[Items with labeled area outlines]

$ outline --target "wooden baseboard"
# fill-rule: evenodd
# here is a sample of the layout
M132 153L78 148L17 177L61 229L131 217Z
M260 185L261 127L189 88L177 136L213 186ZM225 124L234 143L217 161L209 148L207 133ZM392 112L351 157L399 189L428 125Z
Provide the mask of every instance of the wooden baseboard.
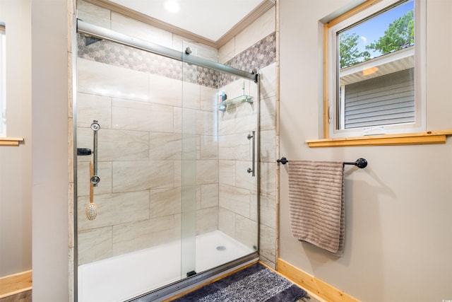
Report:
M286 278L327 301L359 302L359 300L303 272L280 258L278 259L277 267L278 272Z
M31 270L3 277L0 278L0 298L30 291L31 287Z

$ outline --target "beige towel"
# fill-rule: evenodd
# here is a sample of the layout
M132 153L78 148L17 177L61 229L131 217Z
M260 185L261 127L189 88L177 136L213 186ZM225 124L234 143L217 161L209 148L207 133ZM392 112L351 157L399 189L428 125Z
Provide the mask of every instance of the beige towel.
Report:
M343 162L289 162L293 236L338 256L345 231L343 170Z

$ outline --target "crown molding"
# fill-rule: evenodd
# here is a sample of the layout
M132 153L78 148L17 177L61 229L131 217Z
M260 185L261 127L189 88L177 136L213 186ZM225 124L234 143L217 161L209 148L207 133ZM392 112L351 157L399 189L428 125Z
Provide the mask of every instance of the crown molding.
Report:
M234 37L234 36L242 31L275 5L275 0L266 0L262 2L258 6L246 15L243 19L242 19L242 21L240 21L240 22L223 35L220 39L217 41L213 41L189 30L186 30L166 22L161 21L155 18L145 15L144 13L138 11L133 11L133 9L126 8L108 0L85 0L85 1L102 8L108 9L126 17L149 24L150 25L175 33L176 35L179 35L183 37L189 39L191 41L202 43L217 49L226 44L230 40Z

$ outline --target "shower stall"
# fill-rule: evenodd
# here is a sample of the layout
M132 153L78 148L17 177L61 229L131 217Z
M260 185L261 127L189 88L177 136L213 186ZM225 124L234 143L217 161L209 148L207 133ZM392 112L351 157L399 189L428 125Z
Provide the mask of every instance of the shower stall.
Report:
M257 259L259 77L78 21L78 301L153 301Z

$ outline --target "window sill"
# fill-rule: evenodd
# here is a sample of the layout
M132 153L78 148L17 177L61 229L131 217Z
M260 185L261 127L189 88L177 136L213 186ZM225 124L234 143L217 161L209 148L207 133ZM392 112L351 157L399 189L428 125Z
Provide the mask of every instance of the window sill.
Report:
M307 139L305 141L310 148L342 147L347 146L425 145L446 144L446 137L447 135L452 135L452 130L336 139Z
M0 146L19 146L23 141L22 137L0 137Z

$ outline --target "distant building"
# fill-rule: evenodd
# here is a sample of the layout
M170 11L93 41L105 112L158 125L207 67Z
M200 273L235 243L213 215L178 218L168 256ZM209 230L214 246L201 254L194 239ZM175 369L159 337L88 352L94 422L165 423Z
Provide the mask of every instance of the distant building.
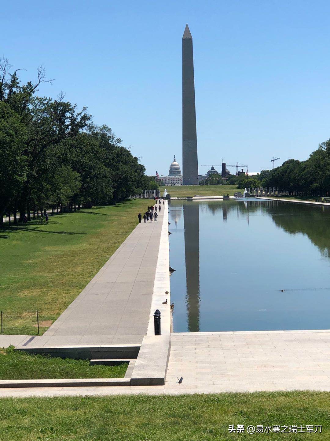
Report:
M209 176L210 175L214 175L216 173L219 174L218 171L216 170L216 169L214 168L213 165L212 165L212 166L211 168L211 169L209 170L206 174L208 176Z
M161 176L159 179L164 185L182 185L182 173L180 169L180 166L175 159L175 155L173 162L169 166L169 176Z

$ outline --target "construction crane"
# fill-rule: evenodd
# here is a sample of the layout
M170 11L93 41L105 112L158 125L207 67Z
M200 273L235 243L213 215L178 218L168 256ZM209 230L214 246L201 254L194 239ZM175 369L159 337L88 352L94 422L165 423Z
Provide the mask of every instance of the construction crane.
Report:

*STATED GOAL:* Retype the items from the very first line through the line containing "M31 270L3 277L0 278L0 298L30 291L31 287Z", including both of those lines. Leave the pictures out of your answer.

*RESPONSE TO THIS TASK:*
$ outline --target "wooden baseboard"
# fill-rule: evenodd
# here is a sample of the layout
M132 153L78 148L17 177L61 229L131 217Z
M260 185L261 127L189 88L177 136L213 186ZM225 124L234 143L217 161L209 148L207 133ZM392 112L351 157L399 189L428 125Z
Provide the mask of every instance of the wooden baseboard.
Report:
M286 278L327 301L359 302L359 300L303 272L280 258L278 259L277 267L278 272Z
M31 270L3 277L0 278L0 298L30 291L31 287Z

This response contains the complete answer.